## Data for this exercise:
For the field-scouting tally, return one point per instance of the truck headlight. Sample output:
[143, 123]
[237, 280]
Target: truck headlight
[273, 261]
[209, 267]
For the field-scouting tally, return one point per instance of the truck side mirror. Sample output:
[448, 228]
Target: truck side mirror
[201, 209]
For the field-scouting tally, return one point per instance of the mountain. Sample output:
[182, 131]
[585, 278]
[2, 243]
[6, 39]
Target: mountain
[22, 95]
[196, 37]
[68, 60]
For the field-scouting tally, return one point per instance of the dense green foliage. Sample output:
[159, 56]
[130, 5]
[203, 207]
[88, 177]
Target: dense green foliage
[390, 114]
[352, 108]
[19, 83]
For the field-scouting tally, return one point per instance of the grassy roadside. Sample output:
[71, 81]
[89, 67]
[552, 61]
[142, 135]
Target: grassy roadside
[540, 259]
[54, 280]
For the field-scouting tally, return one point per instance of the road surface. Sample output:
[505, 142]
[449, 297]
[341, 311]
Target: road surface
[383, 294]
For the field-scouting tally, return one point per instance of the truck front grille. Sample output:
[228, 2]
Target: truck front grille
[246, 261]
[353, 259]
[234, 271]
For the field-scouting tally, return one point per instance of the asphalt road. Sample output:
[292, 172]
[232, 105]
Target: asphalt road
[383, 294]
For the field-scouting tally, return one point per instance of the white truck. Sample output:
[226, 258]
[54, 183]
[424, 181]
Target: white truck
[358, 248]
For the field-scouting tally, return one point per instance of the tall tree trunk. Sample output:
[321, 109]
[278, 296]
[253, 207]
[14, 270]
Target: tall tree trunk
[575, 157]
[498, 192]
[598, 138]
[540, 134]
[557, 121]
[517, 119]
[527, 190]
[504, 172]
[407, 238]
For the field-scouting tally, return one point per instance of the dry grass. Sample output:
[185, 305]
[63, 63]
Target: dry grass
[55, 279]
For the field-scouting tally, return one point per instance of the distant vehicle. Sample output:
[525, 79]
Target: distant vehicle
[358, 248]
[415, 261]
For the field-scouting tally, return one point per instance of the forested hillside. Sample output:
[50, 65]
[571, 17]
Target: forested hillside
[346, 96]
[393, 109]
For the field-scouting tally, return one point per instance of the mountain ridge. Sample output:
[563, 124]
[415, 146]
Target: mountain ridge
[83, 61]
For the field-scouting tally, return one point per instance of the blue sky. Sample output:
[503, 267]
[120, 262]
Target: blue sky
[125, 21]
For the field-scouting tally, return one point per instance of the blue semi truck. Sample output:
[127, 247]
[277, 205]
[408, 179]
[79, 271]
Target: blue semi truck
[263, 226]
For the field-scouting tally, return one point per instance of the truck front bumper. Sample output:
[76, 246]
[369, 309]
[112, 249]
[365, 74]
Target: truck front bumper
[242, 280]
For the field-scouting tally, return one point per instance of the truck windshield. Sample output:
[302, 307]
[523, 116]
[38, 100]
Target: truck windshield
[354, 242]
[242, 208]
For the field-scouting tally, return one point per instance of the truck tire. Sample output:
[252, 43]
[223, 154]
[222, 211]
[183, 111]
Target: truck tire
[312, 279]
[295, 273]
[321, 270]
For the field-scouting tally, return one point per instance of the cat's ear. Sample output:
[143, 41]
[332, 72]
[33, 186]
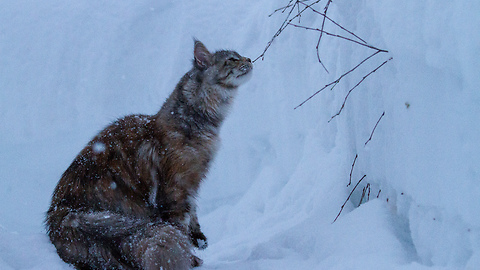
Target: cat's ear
[203, 58]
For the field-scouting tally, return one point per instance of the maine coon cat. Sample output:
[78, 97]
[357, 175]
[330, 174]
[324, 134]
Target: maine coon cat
[127, 201]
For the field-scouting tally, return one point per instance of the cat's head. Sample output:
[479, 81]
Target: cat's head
[225, 68]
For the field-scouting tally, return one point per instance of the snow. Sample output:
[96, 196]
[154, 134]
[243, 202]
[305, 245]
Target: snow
[280, 178]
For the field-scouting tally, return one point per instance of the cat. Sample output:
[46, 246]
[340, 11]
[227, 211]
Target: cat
[127, 201]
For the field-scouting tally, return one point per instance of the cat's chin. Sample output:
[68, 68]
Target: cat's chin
[243, 78]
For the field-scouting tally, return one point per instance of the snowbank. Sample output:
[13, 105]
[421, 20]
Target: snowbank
[67, 69]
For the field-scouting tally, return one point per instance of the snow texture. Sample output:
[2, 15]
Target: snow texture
[67, 69]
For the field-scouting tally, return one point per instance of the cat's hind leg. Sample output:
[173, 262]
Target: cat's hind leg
[160, 246]
[84, 239]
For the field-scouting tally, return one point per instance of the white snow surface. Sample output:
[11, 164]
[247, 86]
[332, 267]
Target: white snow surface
[68, 68]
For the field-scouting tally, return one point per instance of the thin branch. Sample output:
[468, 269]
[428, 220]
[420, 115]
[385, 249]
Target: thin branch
[350, 91]
[364, 192]
[338, 36]
[351, 170]
[285, 23]
[348, 198]
[337, 80]
[337, 24]
[321, 34]
[375, 127]
[283, 8]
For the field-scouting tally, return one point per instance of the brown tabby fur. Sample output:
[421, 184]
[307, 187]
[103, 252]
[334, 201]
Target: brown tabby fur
[127, 201]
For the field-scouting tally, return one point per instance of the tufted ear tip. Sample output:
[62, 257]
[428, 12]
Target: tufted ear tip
[203, 58]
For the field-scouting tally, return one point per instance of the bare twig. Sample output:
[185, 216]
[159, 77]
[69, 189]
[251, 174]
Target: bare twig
[348, 198]
[284, 25]
[350, 91]
[364, 192]
[335, 23]
[321, 34]
[375, 127]
[351, 170]
[337, 80]
[337, 36]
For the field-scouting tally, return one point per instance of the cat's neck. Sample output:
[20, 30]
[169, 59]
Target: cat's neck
[197, 105]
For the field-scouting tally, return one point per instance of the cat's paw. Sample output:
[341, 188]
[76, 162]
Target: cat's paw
[199, 240]
[196, 262]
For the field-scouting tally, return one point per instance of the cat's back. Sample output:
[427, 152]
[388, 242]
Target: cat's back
[107, 168]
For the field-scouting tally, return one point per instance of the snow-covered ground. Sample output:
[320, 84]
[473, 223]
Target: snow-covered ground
[68, 68]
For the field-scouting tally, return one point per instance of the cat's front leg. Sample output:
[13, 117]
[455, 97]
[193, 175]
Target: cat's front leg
[198, 239]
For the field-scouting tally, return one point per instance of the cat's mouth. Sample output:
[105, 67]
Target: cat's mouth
[246, 70]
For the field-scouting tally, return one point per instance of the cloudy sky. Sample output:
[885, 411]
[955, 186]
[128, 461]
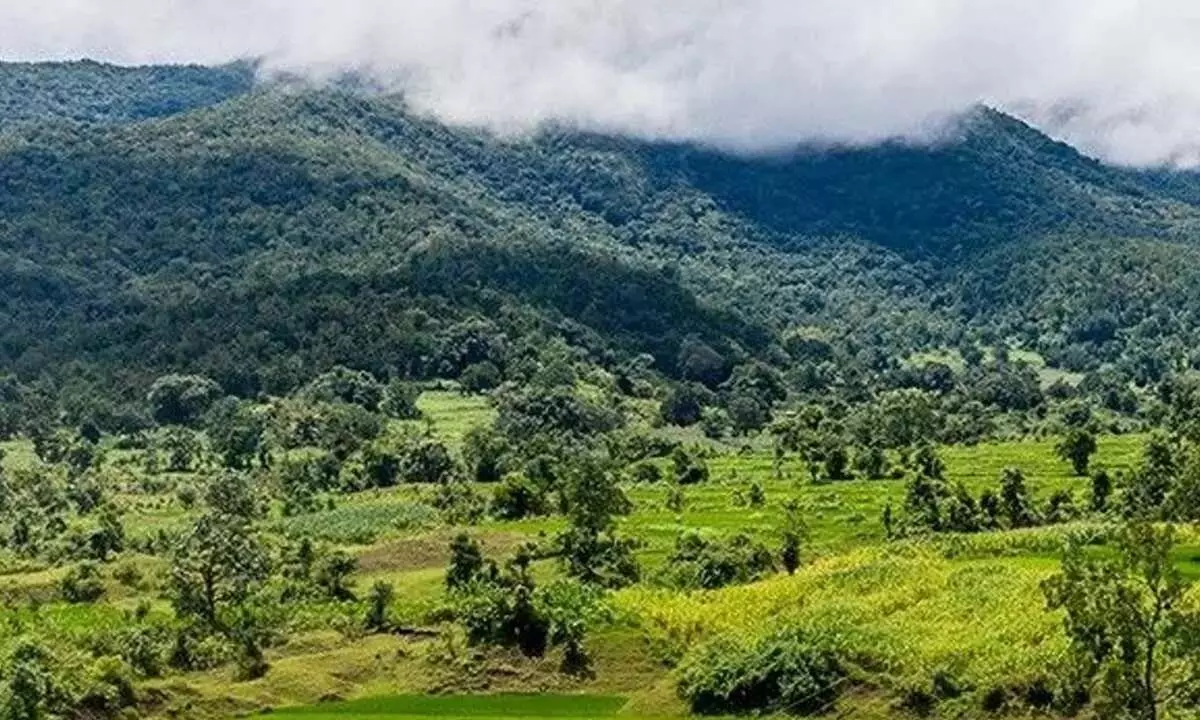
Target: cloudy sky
[1120, 78]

## What you should do:
Rewrite the part of the data that opens with the line containing "of the cloudy" and closes at the end of the data, replacing "cloudy sky" with "overcast sky" and leaving everything else unchanged. Omit the pictures from the output.

## The solution:
For the field-scouting tally, return one point per instance of the overcast sky. Sample output:
[885, 411]
[955, 186]
[128, 461]
Target: overcast sky
[1120, 78]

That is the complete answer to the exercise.